Stored data
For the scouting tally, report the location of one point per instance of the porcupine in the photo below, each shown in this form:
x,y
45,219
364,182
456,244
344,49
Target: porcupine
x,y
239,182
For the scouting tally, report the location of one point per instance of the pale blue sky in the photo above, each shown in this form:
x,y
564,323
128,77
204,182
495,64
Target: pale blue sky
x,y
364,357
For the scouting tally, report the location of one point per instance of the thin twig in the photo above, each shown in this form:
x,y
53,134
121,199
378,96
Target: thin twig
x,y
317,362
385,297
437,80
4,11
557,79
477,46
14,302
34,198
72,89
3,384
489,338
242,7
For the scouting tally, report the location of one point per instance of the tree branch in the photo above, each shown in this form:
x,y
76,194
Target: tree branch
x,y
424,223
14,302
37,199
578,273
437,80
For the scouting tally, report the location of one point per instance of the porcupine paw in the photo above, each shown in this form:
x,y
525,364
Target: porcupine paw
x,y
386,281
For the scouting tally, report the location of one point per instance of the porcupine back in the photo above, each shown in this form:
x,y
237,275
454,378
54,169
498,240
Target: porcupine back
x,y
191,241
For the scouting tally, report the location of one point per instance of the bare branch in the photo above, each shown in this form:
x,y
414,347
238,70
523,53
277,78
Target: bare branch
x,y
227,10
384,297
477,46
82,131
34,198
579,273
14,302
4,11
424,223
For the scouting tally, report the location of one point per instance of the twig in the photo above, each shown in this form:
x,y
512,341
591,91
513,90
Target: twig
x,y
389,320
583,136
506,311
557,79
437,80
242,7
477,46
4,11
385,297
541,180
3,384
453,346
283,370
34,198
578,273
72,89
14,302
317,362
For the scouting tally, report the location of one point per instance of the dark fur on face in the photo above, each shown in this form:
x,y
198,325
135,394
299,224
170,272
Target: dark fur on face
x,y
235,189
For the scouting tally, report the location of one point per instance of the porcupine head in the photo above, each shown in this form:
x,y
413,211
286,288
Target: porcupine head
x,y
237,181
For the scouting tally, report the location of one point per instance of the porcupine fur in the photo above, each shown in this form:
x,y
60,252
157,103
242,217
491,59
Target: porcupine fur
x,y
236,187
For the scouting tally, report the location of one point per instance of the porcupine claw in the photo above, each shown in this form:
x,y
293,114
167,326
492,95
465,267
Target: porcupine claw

WHAT THIS TASK INVOLVES: Format the lines of the rows from the one containing "the porcupine claw" through the end of the rows as a Markdown table with the columns n and Line, giving each line a number and omitting blank lines.

SOLUTION FOR THIS EXERCISE:
| n | Line |
|---|---|
| 1 | For the scouting tally, report the location of one point per instance of the porcupine claw in the photo above, each shown in this form: |
| 2 | x,y |
| 3 | 293,114 |
| 4 | 167,326 |
| 5 | 492,95 |
| 6 | 465,267 |
| 7 | Target: porcupine claw |